Stored entries
__________________________________________________
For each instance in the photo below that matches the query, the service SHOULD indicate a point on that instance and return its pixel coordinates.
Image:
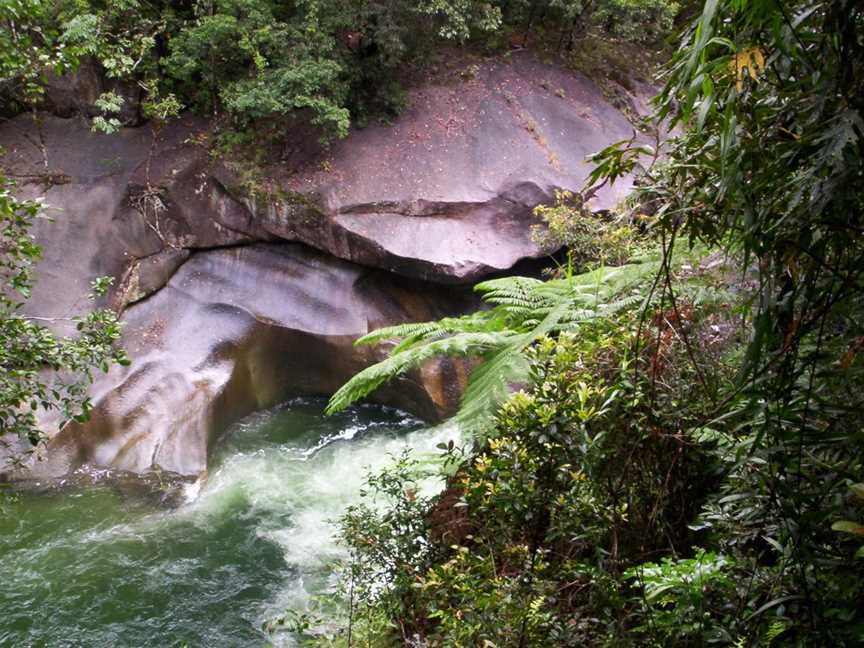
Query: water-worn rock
(241, 329)
(220, 319)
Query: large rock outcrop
(238, 292)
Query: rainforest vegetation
(663, 434)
__________________________________________________
#### HOW TO COMPLETE THIS TASK:
Exactly reproduce each record, leaving out any pictures.

#### WORKED SOLUTION:
For each instance in the photo below that matches the query, the service SHOULD indicate a point on that instance and return its pixel coordinates.
Image:
Query: water-worn rock
(241, 329)
(220, 319)
Query: large rock outcrop
(238, 292)
Query: rainforest vegetation
(663, 434)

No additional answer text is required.